:: TASK TO CARRY OUT ::
Every line of the data is to be reproduced exactly.

######

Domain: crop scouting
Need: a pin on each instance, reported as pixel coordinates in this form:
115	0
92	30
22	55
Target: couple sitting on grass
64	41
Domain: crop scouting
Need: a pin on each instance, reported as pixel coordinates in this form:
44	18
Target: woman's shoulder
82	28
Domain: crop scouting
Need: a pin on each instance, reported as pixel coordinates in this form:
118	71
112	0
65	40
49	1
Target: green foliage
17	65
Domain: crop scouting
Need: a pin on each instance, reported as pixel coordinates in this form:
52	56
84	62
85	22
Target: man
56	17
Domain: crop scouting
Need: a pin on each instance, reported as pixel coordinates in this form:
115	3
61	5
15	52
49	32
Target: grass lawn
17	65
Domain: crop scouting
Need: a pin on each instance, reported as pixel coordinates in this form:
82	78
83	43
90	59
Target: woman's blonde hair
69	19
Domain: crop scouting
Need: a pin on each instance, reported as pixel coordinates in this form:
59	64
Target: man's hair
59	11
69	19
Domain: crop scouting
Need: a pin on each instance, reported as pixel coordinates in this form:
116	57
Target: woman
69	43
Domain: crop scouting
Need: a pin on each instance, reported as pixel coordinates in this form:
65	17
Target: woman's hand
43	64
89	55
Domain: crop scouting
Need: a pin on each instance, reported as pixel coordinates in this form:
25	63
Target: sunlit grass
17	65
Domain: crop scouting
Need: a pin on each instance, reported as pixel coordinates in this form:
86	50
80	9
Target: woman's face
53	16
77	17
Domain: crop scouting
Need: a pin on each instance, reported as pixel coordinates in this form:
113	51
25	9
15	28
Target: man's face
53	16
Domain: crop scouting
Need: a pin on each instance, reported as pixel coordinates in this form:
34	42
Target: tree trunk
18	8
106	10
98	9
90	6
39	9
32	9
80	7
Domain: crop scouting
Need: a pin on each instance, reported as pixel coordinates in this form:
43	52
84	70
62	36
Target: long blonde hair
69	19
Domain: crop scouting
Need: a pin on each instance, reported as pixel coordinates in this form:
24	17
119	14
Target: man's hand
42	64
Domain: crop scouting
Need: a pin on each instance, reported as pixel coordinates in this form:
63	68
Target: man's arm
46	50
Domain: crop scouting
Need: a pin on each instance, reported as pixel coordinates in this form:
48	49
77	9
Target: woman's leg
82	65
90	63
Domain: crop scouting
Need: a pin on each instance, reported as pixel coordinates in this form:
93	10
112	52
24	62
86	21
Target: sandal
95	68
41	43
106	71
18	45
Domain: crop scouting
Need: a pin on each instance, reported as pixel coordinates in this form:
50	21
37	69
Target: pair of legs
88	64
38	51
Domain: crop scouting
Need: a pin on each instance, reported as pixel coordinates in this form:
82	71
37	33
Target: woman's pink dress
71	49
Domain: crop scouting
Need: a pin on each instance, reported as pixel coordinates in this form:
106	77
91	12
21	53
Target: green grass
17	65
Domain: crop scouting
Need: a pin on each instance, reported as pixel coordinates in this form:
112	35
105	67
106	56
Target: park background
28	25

######

:: WRITTEN RESPONSE ::
Domain: crop scouting
Need: a pin on each instance, reported as pixel coordinates in this form:
115	0
92	30
22	55
Target: couple sitting on grass
64	41
Domain: crop scouting
Need: a pin on each instance, reported as pixel coordinates in this form:
44	18
Target: woman's shoulder
82	28
Domain: crop scouting
Need: a pin on each instance, reported as pixel coordinates in this form:
118	71
112	0
65	40
49	1
Target: green foliage
17	65
Domain: crop scouting
Need: a pin on each instance, reported as pixel coordinates in this form:
52	56
84	62
85	22
Target: man
56	17
Domain: crop scouting
Need: a pin on each instance, reported as pixel coordinates in this form:
115	3
61	5
15	52
49	32
Target: grass lawn
17	65
Domain: crop scouting
Need: a pin on each instance, reported as pixel coordinates in this form:
82	78
83	43
90	59
Target: woman's blonde hair
69	19
Domain: crop scouting
Need: a pin on each instance, reported as pixel coordinates in this form:
59	64
Target: man's hair
59	11
69	19
Domain: crop scouting
Need: a pin on each instance, reported as pixel coordinates in this form:
116	57
Target: woman
69	43
Domain: crop scouting
Need: a pin on each instance, reported as pixel coordinates in this form:
65	17
Target: woman's hand
43	64
89	55
Domain: crop scouting
Need: a pin on each instance, reported as pixel coordinates in this form:
25	63
Target: sunlit grass
17	65
Domain: crop scouting
Need: a pin on each instance, reported as pixel coordinates in this form:
86	50
80	9
Target: woman's face
53	16
77	17
Domain: crop scouting
Need: a pin on each instance, reported as pixel coordinates in this form:
113	51
25	9
15	28
Target: man's face
53	16
Domain: crop scouting
Need: a pin on each instance, reported as pixel coordinates in this form:
34	42
Target: tree trunk
18	8
106	10
98	9
90	6
39	9
32	9
80	7
Domain: crop scouting
Need: a pin on each instance, reported as pixel coordinates in this form:
43	52
84	70
62	36
Target: long blonde hair
69	19
Domain: crop scouting
Need: a pin on each instance, reported as pixel coordinates in this form:
24	17
119	14
Target: man's hand
42	64
Domain: crop scouting
Need: a pin on each instance, reported as pixel coordinates in this form:
63	68
Target: man's arm
46	50
Domain: crop scouting
Need: a pin on each instance, reported as pixel coordinates in this form:
48	49
77	9
Target: woman's leg
82	65
90	63
Domain: crop scouting
Need: a pin on each instance, reported as pixel coordinates in this form:
93	10
112	52
24	62
86	21
Target: sandal
95	68
41	43
106	71
18	45
Domain: crop scouting
Need: a pin on each instance, reported as pixel coordinates in this form:
50	21
37	69
Target: pair of legs
88	64
38	51
Domain: crop scouting
Need: a pin on each instance, reported as pixel coordinates in this form:
82	71
37	33
Target: woman's pink dress
71	49
Domain: crop scouting
Need: a pin on each instance, reported as pixel coordinates in this form:
106	77
91	12
21	53
Target: green grass
17	65
Domain: crop scouting
Need: a pin on each instance, reported as pixel coordinates in this form:
112	35
105	67
106	56
Target: park background
28	25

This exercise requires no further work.